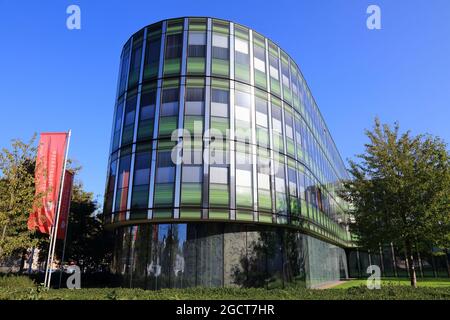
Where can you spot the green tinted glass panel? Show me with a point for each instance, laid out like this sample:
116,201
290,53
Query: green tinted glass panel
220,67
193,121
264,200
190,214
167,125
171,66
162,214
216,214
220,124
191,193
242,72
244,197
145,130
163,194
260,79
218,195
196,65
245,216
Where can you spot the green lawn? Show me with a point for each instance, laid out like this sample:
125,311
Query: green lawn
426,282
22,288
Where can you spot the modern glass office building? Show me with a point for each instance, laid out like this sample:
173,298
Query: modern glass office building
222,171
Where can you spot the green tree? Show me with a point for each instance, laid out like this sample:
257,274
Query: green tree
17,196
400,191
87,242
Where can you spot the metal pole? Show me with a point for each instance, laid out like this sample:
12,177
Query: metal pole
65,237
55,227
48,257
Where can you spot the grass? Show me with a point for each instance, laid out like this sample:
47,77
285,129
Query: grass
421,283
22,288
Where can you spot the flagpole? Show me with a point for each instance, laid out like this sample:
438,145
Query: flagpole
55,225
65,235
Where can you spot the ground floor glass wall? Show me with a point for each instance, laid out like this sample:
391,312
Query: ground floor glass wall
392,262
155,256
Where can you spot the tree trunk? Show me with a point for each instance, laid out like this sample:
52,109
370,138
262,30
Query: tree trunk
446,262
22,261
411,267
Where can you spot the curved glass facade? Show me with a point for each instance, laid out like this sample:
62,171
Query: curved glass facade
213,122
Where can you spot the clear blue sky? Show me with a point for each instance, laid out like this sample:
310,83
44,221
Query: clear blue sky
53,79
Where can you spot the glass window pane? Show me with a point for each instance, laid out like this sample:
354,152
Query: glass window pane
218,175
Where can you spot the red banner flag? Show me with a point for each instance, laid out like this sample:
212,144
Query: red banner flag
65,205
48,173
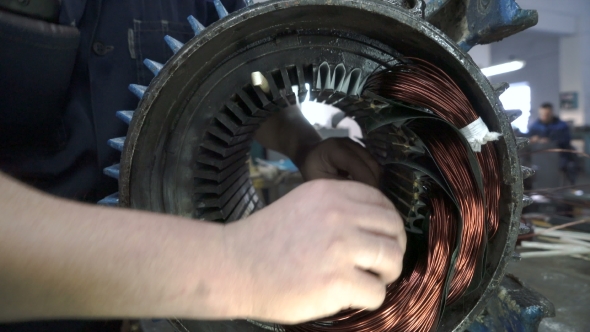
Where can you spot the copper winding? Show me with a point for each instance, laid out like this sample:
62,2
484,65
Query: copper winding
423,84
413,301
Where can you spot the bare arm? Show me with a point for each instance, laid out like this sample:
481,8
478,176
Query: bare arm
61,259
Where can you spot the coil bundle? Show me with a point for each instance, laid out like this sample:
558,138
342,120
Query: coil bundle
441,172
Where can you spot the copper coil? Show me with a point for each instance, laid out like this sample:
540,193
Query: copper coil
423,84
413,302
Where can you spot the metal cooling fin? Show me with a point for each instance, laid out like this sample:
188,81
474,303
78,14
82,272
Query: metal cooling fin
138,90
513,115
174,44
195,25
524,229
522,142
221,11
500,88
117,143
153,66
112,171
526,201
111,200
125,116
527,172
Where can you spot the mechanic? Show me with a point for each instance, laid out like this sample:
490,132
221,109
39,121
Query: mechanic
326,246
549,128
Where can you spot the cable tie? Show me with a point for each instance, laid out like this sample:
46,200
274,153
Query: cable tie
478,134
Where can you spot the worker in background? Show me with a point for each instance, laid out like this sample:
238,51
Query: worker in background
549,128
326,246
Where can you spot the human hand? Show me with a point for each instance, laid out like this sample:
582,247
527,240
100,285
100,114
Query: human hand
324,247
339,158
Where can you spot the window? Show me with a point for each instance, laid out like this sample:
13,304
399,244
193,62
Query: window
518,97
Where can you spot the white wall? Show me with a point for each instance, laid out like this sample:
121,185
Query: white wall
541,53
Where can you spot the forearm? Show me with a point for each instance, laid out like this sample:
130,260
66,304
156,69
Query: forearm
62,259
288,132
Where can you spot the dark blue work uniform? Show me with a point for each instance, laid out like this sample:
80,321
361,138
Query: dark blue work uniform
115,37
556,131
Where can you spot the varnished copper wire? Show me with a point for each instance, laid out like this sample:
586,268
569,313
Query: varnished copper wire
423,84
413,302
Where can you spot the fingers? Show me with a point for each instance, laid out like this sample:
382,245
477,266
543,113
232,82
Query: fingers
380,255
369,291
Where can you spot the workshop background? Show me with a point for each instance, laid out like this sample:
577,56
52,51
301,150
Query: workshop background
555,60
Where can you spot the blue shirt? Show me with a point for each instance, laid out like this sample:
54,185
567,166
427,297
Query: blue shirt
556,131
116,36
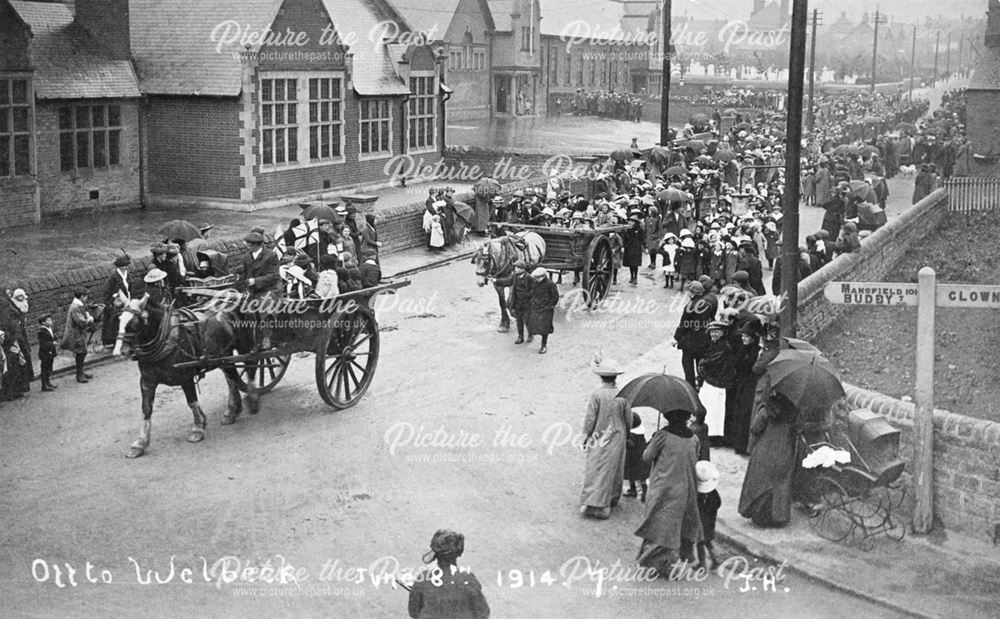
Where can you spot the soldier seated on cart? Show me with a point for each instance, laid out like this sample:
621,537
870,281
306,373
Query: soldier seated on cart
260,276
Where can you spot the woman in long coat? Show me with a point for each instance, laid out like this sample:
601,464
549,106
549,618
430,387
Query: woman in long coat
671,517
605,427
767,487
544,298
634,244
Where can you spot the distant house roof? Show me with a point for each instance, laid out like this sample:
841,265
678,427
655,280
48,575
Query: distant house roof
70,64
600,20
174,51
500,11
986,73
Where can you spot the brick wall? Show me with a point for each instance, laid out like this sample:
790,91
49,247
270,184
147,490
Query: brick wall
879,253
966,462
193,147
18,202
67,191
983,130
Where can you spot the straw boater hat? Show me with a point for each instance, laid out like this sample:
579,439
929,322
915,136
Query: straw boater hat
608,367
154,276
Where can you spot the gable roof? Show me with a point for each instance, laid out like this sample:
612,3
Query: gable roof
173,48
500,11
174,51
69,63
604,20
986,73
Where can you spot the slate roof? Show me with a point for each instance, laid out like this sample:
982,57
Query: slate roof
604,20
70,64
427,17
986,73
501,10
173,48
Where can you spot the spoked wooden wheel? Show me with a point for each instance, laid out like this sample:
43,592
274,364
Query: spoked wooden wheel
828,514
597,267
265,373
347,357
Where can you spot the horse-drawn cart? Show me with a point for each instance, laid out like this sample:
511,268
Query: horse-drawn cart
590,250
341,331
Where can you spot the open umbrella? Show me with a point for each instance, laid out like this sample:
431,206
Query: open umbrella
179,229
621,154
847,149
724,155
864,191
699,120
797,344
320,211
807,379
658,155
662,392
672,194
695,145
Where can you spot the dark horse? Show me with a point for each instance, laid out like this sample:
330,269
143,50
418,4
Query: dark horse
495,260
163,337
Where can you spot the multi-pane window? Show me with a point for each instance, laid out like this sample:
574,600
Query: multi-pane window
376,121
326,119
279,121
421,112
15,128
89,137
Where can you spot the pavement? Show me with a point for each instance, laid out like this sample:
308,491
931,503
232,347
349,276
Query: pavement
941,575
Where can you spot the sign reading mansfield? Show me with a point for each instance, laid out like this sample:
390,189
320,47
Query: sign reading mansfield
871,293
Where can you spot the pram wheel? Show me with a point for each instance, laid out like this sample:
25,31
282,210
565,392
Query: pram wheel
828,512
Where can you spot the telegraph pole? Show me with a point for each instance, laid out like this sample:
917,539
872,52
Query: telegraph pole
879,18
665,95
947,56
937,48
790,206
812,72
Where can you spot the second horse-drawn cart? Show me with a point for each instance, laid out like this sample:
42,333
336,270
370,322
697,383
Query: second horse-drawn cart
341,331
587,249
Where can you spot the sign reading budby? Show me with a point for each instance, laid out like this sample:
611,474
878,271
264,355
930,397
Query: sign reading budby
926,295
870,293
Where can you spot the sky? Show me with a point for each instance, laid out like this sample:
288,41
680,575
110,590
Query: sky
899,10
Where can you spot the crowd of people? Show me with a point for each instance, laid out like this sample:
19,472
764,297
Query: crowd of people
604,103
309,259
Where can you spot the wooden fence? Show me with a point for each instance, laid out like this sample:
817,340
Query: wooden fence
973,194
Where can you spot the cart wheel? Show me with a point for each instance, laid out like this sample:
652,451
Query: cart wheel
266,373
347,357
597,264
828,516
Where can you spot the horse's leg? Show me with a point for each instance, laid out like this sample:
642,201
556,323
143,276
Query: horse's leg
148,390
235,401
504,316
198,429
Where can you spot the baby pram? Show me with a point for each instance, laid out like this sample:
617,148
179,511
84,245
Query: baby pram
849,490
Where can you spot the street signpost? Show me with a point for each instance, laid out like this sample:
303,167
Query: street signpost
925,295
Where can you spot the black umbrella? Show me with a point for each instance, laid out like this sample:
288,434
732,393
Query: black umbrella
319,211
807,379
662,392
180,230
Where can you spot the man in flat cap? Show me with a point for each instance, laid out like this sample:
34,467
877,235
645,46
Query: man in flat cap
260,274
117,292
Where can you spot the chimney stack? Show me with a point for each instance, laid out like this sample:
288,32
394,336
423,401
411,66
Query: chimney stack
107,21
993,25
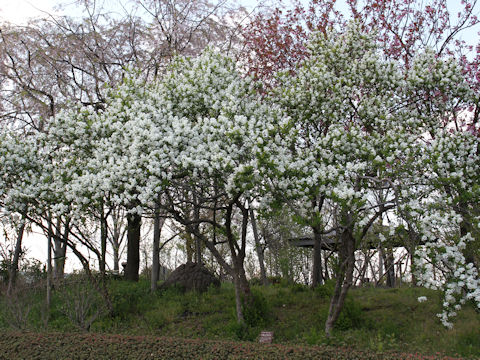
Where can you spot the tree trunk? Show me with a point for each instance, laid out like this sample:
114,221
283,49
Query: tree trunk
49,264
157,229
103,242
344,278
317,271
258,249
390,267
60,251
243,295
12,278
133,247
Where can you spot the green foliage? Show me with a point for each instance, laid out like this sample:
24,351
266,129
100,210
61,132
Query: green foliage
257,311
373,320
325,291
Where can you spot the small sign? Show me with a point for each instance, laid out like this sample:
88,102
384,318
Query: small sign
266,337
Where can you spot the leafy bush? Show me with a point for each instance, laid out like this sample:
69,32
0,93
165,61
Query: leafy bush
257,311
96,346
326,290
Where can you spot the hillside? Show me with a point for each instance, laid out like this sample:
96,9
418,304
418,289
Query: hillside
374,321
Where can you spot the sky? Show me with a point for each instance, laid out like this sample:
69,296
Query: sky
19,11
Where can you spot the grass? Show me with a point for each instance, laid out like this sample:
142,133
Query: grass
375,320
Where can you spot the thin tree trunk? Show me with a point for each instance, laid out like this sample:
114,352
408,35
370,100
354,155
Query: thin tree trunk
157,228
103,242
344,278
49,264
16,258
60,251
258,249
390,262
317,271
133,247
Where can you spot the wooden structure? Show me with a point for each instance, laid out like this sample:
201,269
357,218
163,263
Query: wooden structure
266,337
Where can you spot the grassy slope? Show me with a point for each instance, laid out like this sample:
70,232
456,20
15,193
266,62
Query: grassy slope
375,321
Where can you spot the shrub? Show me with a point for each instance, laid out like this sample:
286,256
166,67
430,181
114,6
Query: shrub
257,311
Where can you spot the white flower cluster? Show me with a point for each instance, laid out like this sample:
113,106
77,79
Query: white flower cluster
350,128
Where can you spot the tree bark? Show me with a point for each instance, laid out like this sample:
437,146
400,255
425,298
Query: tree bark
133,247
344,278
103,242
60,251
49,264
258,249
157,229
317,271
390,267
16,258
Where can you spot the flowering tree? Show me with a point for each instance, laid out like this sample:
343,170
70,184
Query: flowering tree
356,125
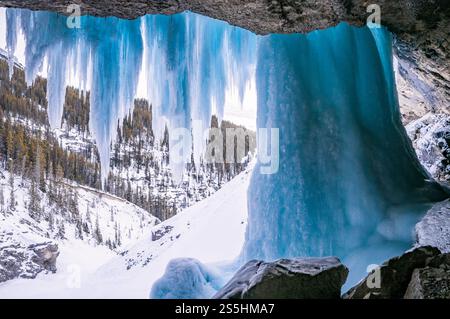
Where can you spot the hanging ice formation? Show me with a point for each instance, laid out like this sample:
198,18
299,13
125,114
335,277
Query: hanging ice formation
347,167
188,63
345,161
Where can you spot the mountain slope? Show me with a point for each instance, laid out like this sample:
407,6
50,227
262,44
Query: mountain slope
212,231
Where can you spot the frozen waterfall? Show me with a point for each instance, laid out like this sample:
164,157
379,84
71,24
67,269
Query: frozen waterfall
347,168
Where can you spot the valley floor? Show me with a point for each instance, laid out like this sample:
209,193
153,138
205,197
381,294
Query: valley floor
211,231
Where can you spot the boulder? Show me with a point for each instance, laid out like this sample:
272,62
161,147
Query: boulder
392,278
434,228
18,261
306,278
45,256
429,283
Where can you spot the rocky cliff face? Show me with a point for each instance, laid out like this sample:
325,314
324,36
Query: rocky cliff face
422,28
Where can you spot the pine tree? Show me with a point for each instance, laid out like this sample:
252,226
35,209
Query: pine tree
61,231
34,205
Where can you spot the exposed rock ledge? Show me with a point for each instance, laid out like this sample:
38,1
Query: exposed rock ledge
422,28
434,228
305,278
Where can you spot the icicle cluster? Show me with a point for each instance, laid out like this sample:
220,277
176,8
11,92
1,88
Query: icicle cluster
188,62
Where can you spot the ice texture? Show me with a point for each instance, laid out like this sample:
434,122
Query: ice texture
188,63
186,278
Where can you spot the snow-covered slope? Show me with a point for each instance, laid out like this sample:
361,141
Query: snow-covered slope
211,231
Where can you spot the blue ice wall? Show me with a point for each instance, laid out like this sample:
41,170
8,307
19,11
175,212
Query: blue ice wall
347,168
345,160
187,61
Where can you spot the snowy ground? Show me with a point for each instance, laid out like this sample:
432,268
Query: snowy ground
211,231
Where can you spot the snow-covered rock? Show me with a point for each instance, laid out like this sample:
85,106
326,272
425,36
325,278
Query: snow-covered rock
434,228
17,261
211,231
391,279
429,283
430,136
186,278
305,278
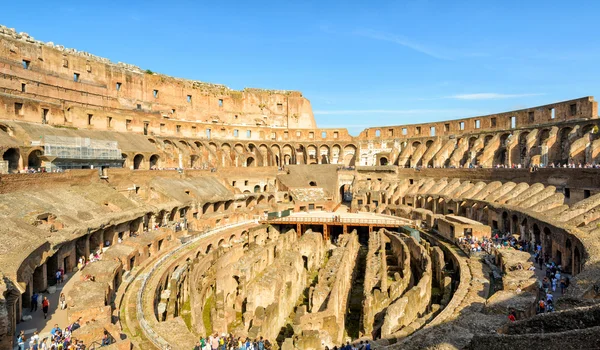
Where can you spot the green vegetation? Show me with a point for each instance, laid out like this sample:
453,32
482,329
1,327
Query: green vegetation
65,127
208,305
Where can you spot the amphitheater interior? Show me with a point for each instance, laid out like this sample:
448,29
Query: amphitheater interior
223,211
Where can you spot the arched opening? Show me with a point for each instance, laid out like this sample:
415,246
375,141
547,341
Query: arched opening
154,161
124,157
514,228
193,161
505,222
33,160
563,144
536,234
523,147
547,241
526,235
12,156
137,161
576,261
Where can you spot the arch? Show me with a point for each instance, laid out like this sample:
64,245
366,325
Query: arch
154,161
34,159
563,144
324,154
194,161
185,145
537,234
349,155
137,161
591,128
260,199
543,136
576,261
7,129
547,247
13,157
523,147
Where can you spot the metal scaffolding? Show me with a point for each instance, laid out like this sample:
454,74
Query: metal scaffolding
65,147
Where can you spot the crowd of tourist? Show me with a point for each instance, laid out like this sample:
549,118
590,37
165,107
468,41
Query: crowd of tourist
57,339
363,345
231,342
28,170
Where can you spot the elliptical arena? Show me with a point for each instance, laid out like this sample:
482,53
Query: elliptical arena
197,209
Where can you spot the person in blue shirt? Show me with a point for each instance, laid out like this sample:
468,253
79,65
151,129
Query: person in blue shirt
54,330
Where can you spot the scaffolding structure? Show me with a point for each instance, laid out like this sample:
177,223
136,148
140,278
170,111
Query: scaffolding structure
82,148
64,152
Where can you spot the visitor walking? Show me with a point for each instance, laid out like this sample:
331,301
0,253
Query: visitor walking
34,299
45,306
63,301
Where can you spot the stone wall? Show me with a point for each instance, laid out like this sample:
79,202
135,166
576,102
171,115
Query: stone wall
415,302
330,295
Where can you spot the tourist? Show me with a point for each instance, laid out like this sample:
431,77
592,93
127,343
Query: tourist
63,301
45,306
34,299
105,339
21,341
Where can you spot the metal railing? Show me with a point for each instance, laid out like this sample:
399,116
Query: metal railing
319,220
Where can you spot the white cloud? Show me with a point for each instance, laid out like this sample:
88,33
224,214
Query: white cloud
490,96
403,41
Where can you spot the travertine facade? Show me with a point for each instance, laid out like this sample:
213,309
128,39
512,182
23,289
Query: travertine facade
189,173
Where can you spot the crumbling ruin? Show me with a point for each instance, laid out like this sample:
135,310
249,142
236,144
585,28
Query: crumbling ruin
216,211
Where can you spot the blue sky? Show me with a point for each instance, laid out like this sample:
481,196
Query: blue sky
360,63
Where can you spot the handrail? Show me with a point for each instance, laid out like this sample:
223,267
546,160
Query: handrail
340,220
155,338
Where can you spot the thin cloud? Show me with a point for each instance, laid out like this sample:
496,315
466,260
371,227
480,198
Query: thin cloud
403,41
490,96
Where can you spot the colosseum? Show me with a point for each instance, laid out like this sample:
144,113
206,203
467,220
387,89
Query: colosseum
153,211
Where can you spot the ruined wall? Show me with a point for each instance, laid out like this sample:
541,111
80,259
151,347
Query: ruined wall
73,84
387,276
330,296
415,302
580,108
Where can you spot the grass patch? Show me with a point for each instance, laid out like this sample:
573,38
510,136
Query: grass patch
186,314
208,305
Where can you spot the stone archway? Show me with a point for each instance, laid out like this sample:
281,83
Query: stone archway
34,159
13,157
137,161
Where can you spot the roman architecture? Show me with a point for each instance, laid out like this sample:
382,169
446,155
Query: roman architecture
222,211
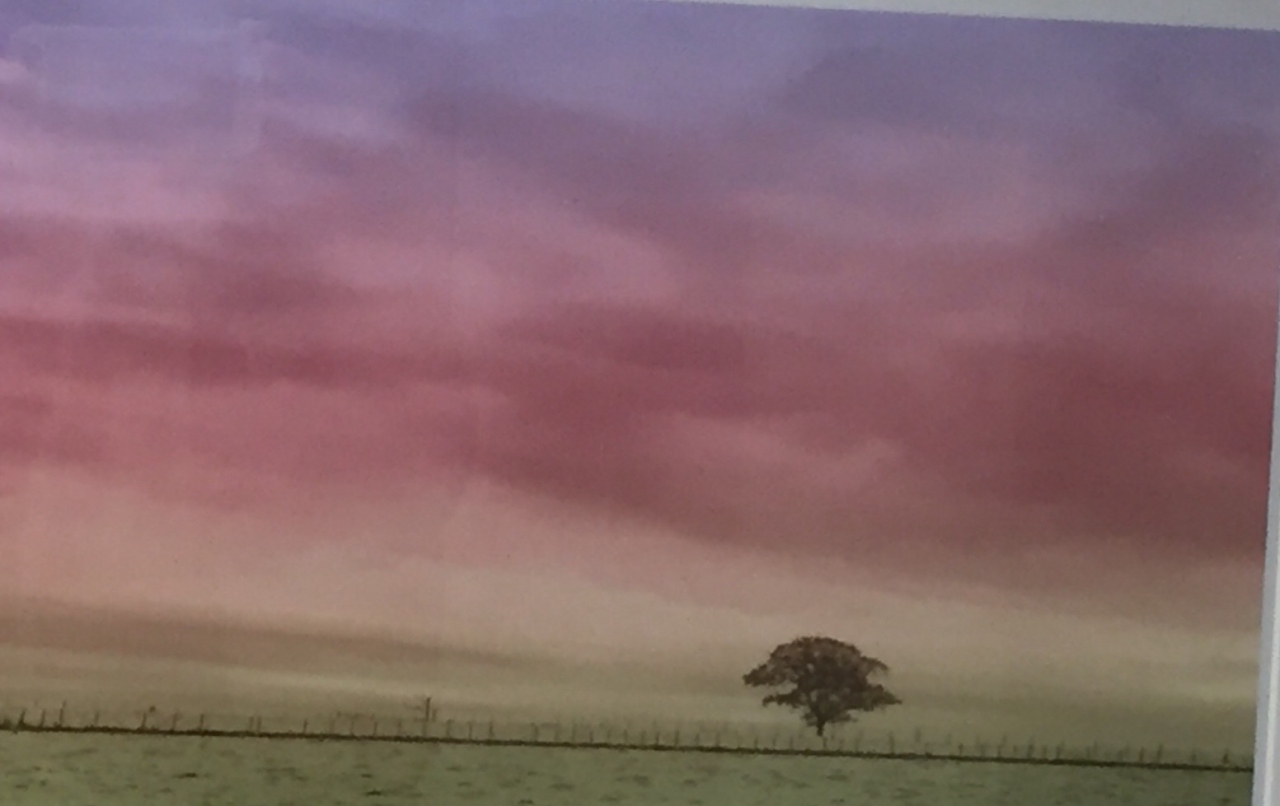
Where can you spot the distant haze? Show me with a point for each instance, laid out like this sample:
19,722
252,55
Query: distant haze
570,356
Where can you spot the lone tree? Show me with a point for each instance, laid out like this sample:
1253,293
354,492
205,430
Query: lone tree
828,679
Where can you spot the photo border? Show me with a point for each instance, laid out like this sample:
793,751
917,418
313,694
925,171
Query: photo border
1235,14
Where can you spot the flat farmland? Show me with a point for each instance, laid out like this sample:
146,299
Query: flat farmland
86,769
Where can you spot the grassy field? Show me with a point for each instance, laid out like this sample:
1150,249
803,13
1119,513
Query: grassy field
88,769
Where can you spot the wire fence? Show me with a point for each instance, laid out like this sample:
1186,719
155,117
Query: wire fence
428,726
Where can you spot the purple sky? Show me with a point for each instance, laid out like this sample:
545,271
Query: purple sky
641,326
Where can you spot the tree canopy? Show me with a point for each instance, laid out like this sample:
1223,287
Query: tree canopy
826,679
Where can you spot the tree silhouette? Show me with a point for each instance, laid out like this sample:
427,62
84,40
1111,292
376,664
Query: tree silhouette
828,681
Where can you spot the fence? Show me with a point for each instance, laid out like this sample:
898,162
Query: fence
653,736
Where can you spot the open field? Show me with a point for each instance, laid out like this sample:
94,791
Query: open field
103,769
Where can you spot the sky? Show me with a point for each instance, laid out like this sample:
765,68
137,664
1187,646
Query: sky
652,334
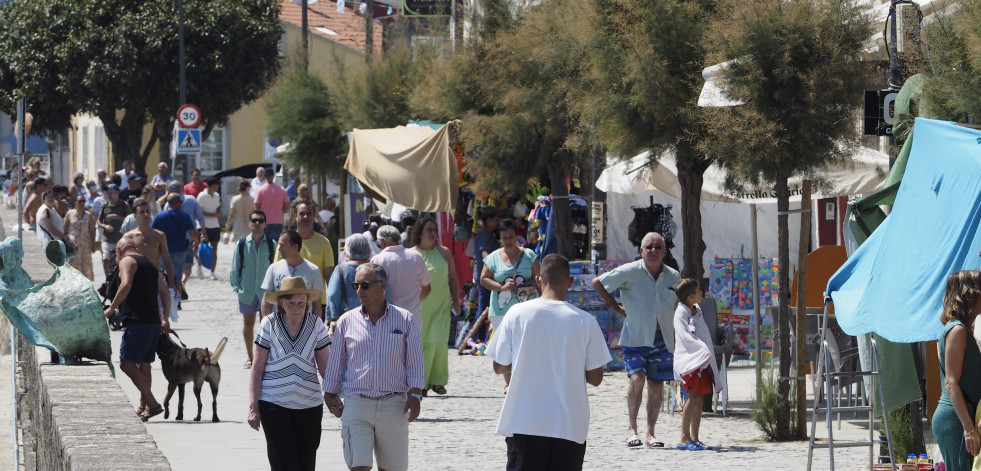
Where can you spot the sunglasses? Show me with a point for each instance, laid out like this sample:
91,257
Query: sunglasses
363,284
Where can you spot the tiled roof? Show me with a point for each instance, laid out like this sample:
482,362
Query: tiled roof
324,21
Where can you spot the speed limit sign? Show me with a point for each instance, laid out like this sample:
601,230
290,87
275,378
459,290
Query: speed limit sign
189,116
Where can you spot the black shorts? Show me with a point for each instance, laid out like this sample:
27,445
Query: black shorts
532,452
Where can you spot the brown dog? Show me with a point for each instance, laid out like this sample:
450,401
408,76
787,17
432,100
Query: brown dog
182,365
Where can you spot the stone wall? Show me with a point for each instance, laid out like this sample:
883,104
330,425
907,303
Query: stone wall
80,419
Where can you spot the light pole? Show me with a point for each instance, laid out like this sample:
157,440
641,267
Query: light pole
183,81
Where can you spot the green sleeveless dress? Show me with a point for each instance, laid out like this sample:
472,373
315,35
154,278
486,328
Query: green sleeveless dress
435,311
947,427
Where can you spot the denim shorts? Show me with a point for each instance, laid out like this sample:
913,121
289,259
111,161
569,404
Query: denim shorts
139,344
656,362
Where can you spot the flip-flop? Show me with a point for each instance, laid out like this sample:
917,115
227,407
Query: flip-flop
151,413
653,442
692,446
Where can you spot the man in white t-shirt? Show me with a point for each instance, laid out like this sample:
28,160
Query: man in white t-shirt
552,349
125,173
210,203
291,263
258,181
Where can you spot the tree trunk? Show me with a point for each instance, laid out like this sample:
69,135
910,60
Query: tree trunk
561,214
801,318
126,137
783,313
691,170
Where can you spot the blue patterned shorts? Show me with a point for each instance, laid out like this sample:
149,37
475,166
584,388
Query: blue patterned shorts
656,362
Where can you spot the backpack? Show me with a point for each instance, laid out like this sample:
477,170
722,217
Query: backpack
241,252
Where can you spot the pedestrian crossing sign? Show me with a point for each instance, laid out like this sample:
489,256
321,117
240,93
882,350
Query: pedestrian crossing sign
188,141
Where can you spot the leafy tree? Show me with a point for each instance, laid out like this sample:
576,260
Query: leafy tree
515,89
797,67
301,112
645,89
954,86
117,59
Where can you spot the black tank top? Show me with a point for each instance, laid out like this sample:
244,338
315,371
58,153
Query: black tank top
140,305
====
* YOUR ASSIGNMENT
None of the lines before the one containing "Where can you spot the leafy tree?" belong in the answer; reproduce that line and all later lines of the records exactly.

* EXERCISE RESULT
Where can you spot the leafy tree? Show me with a point for each instance, laid out like this sample:
576,260
Query: leafy tree
515,89
797,67
301,112
645,89
954,86
117,59
Where can you spot the black tank top? Show me with a point for each instance, laid out like this sample:
244,338
315,371
58,153
Query: black tank top
140,305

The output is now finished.